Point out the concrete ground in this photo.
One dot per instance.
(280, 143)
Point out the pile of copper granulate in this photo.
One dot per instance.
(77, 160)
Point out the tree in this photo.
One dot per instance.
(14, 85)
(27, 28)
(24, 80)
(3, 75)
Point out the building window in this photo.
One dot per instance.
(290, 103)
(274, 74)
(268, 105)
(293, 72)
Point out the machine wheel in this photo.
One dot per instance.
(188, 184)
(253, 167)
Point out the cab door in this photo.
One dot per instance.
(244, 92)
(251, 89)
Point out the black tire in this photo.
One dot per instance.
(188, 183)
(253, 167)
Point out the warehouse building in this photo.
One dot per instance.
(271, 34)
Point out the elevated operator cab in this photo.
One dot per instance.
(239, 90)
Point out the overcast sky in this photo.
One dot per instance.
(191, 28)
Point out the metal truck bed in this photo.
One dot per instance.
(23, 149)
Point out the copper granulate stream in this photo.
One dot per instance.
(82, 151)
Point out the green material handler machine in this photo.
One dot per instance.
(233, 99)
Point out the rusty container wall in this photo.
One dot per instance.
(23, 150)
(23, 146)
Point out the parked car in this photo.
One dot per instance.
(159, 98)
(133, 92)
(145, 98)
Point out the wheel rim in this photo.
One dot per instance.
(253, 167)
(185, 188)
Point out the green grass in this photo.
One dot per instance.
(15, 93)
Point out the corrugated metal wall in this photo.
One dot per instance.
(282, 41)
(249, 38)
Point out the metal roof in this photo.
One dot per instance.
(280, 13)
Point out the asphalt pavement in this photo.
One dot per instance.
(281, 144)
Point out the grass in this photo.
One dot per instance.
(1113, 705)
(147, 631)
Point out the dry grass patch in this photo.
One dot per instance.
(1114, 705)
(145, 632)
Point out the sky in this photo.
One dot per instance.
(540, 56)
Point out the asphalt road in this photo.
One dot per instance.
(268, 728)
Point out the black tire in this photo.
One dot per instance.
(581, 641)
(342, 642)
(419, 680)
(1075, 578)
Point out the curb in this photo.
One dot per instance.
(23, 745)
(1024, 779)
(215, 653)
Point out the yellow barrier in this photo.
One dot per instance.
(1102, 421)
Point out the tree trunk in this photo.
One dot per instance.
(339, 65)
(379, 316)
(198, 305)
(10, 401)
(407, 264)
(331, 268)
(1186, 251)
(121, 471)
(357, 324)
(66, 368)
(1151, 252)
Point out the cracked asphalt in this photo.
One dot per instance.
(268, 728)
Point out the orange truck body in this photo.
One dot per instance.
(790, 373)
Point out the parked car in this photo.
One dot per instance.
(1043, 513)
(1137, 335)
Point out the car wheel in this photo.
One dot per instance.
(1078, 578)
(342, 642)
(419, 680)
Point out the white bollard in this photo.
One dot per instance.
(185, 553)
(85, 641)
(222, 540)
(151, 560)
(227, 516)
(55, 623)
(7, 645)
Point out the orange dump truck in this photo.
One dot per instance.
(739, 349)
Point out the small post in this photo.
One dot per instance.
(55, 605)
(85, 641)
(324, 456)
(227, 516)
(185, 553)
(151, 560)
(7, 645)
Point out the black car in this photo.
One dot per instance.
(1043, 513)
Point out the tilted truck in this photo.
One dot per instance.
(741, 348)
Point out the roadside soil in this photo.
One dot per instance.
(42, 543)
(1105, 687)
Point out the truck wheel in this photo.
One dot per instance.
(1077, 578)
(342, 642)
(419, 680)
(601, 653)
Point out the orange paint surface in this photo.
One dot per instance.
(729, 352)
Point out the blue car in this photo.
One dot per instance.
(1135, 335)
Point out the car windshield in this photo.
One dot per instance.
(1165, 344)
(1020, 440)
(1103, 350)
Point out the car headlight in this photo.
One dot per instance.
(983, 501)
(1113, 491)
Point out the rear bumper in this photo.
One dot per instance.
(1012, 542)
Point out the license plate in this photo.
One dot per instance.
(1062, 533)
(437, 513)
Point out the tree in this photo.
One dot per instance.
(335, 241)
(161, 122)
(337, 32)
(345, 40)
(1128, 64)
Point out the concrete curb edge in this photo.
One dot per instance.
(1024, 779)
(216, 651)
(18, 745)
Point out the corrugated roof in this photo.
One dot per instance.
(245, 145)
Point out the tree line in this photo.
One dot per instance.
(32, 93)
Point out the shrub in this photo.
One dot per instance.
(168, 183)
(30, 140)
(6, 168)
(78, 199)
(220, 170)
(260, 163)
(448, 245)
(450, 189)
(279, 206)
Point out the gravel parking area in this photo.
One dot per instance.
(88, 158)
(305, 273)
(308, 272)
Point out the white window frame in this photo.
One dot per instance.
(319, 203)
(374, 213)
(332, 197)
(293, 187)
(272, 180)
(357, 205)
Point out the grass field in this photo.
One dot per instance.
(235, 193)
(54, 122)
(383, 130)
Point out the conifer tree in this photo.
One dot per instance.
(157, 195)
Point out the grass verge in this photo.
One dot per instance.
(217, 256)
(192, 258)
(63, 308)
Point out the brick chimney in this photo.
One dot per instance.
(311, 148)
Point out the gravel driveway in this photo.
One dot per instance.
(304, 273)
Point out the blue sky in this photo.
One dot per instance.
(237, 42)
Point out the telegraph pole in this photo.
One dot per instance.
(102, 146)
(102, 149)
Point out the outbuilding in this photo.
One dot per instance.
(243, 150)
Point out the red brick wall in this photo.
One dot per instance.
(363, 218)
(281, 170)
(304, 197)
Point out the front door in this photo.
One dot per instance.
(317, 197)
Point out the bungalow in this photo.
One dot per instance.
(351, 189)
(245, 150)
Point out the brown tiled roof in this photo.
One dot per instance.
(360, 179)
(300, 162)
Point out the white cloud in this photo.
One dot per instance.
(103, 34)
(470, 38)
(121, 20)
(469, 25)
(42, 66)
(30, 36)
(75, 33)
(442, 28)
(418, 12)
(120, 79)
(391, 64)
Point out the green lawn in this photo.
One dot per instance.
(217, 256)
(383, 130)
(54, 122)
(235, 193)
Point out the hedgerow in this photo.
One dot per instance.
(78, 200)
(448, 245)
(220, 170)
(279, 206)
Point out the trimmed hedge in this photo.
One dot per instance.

__YOUR INSTRUCTIONS__. Please report every line of the records above that contains the word "copper".

__YOUR SOLUTION__.
Point out the pile of copper granulate in this photo.
Point out the copper granulate stream in this photo.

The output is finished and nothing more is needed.